Only one stretch of the data below is needed. Output the lines from the one with "The final line" up to and including the one with "positive clicks: (68, 28)", exactly as they stand.
[Given data Boundary: Start]
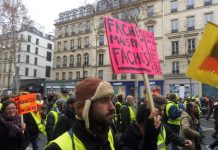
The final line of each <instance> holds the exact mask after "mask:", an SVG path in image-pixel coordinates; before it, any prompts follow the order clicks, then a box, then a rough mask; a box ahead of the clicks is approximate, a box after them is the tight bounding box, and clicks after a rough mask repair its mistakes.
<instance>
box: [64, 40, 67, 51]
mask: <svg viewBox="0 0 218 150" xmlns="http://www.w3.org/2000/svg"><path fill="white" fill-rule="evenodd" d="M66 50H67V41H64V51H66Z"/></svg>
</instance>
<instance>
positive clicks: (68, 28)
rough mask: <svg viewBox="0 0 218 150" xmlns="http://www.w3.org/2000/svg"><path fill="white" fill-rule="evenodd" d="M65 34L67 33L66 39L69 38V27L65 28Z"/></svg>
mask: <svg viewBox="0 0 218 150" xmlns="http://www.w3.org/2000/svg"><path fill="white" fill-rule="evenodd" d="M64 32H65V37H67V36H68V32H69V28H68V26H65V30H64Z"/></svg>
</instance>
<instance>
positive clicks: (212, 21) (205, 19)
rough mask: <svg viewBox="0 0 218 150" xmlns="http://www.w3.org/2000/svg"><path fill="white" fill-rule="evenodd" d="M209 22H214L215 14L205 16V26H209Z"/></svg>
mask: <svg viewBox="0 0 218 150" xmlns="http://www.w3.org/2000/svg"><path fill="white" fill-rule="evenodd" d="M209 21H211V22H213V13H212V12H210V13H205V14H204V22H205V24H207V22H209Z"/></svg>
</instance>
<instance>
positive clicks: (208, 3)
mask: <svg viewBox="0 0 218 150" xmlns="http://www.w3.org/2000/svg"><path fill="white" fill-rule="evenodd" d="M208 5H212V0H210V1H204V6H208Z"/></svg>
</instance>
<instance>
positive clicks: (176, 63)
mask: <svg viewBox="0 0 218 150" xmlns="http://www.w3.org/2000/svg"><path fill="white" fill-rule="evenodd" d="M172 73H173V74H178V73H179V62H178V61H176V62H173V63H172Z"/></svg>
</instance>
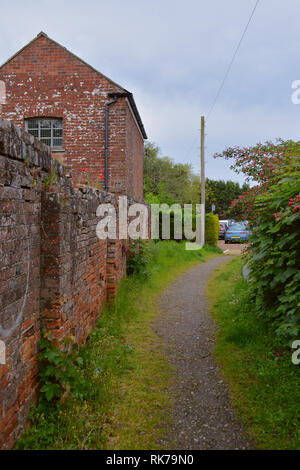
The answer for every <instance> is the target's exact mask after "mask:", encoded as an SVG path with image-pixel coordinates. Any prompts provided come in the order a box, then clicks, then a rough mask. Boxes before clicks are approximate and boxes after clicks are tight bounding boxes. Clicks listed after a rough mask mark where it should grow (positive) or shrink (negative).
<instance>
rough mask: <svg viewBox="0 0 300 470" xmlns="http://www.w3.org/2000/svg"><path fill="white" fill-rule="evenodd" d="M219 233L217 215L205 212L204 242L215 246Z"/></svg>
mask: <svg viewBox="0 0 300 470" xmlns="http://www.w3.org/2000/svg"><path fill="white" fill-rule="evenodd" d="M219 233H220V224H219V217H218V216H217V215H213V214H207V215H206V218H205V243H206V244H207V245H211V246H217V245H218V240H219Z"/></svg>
[Given data Boundary: End]
[Given data Boundary: Start]
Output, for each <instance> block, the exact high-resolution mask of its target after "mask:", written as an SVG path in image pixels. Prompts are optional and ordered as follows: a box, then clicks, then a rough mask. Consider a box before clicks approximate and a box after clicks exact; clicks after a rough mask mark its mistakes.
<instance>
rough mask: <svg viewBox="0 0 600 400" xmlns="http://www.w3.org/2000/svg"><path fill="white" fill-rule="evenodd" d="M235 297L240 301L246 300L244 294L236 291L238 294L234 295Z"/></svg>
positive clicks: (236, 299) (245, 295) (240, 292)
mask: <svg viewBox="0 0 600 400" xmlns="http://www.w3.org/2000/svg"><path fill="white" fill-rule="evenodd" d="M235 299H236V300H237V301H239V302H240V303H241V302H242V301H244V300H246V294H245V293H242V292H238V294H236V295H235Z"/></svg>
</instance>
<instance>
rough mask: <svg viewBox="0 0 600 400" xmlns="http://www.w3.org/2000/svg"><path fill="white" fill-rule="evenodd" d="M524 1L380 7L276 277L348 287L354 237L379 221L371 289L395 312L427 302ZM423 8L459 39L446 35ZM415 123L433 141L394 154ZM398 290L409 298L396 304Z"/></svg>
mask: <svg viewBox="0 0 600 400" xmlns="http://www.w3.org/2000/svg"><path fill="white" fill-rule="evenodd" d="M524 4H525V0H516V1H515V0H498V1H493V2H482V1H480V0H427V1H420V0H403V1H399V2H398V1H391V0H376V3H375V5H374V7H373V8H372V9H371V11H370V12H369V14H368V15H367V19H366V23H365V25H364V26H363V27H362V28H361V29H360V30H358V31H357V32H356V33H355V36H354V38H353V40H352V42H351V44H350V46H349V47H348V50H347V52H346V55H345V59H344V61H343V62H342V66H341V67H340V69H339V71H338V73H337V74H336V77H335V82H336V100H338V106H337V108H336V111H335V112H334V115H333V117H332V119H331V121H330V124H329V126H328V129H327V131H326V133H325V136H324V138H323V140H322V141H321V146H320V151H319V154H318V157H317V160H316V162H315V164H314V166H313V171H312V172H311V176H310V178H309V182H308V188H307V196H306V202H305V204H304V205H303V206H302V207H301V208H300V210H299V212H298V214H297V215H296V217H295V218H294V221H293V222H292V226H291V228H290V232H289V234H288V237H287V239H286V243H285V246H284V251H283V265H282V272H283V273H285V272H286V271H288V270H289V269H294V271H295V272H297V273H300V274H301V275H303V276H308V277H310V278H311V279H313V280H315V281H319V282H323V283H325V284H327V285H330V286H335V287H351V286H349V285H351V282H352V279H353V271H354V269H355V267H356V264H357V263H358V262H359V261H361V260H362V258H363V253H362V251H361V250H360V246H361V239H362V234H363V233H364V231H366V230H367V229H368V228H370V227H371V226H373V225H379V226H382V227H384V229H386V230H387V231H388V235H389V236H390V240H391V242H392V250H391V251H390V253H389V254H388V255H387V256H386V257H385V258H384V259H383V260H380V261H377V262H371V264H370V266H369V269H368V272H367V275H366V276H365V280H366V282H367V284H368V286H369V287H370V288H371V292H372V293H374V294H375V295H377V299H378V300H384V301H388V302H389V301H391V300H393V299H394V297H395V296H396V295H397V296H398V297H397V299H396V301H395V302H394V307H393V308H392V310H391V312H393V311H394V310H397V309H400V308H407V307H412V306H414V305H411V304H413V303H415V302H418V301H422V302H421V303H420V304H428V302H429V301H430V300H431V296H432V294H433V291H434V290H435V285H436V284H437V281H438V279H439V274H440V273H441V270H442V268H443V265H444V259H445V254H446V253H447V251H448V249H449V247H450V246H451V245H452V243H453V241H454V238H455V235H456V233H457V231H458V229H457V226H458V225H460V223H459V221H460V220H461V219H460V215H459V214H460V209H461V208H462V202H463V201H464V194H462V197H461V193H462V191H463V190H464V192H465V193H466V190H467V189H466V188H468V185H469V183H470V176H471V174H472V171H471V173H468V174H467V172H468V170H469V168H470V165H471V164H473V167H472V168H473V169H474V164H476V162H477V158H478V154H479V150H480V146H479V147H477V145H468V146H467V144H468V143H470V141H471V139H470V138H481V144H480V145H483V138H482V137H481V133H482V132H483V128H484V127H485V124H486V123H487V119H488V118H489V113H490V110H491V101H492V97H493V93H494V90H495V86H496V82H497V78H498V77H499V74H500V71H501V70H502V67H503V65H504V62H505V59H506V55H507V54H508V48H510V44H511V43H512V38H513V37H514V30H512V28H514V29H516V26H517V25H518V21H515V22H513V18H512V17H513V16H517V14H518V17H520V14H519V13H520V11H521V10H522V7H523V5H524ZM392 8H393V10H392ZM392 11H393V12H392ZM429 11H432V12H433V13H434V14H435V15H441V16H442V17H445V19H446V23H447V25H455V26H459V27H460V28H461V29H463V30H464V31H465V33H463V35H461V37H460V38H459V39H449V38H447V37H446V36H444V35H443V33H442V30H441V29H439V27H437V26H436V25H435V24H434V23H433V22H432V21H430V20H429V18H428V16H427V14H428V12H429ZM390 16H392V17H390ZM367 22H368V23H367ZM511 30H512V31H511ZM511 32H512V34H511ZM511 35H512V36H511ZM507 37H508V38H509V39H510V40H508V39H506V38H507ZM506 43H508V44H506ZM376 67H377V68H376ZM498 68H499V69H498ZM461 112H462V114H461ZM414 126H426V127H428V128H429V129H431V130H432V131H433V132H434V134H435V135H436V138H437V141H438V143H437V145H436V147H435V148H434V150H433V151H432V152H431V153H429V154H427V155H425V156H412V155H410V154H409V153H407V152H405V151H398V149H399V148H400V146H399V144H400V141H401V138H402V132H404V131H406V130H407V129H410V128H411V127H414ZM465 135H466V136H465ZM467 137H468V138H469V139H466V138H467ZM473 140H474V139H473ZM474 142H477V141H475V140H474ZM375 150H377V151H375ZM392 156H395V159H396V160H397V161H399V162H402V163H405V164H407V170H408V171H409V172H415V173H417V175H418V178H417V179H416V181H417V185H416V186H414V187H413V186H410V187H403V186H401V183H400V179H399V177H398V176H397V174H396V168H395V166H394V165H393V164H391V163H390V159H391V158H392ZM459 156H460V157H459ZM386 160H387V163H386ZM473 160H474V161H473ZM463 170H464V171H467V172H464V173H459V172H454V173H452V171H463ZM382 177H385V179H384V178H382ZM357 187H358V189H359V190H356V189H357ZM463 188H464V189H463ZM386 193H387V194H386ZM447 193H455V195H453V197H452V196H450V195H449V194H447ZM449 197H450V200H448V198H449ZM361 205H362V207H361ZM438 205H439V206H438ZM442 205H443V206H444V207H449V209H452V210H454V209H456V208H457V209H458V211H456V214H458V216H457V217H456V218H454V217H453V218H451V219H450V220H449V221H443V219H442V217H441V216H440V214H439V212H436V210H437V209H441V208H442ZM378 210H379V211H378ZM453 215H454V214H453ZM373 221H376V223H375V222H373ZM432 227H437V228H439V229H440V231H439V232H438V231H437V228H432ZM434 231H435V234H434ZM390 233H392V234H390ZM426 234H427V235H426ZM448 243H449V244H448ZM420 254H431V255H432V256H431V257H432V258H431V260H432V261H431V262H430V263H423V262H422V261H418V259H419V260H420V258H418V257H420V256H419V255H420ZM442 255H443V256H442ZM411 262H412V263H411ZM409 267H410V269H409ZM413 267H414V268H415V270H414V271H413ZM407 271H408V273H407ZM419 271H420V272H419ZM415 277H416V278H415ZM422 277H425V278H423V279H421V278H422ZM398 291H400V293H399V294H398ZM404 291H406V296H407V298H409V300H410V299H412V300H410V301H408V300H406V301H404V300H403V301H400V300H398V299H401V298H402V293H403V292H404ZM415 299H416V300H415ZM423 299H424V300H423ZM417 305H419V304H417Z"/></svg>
[Given data Boundary: End]
Answer to the exercise.
The final line of each <instance> holds the exact mask after "mask:", an SVG path in image-pixel coordinates; before it, any prompts follow the order clicks, then a box, then a rough mask; a box ahead of the clicks is approximate, a box after them is the tight bounding box, and clicks after a rough mask repair its mistakes.
<instance>
box: [64, 40, 67, 51]
mask: <svg viewBox="0 0 218 150" xmlns="http://www.w3.org/2000/svg"><path fill="white" fill-rule="evenodd" d="M66 50H67V41H64V51H66Z"/></svg>
</instance>
<instance>
positive clicks: (68, 28)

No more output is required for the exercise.